TASK INSTRUCTIONS:
List every month-and-year date that appears in the pocket computer write-up below.
** Start EXTRACT TO READ **
Arduino Pocket Computer

I make a simple arduino touch screen pocket computer. It has text, buttons, wifi, GPS, but it is very limited in capabilities due to super super super tiny CPU and RAM.

January 2025

Custom C Operating System

I spent months writing a new custom OS that would run on both microcontrollers and desktop computers entirely in C. I built some very advanced standard libraries or frameworks to handle bridging thousands of modern functions and data structures to run on a blank microcontroller or linux kernel desktop. This project spanned months and even ended with me writing my own graphics rendering libraries to skip the GPU and draw UI elements using only a CPU.

October 2025

Started Making Super Magical Pocket Computer

This is when I started writing my custom OS to run on ESP32S3 hardware. I purchased many different electronic components, from LCDs of different sizes to many developer boards for chips to make a custom PCB.

December 2025

Very Advanced OS

By this time, I am blown away by the extreme power of my ESP32S3, a $3 chip. I turned this into a full 2001 laptop computer. It's even better than any Palm OS or Windows Mobile device I have ever used. This thing feels as good as a 2007 iPhone without a GPU. It doesn't have a web browser, but I have made many super pretty user interface apps with thousands of features to come.

March 2026

New Prototypes

I have an ESP32-S3 240MHz dual core 8MB SRAM prototype that runs C code and my custom FreeOS system written in C with Objective CC and CPUGraphics. I tried to make a custom PCB for this, and it booted my system but there were a few issues on the PCB with the display backlight. That was only the 2nd pcb I ever made. Before my pcb came in, I also made a Rockchip RV1106 1.2GHz 256MB SDRAM Linux device prototype. It runs my FreeOS system written in C on top of the linux kernel and allows FreeOS apps to be written in C, Swift, and C#. My FreeOS system also runs as a program on any linux desktop to act as a FreeOS Simulator for FreeOS App Development. Both the ESP32-S3 and RV1106 make a powerful smartphone for under $10. Neither has a GPU (a GPU is a huge percent of the cost of a pocket computer compared to its other components). Both of these pocket computers have CPU Graphics and are powered by my CPUGraphics C Framework. I made my own custom linux mobile desktop environment software. FreeOS is very advanced and the same source files have makefiles to compile for both ESP32 and Linux kernels. I plan to make a custom pcb for the RV1106 board eventually.
** End EXTRACT TO READ **
** Start DATA ROWS **
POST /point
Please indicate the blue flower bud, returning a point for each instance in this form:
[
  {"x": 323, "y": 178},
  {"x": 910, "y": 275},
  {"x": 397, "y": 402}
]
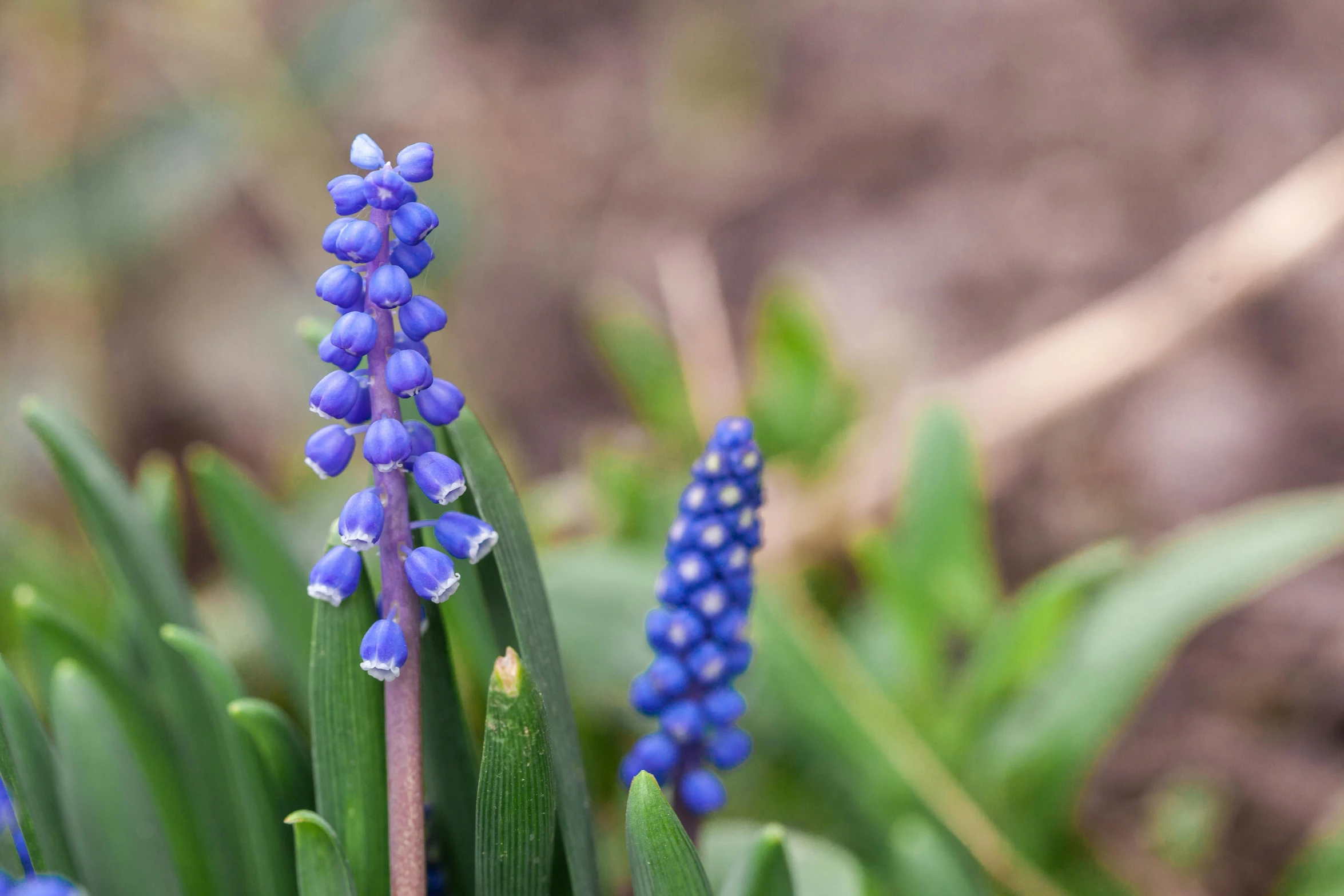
** End DATA ROWS **
REPLY TO THE EXERCISE:
January 2025
October 2025
December 2025
March 2026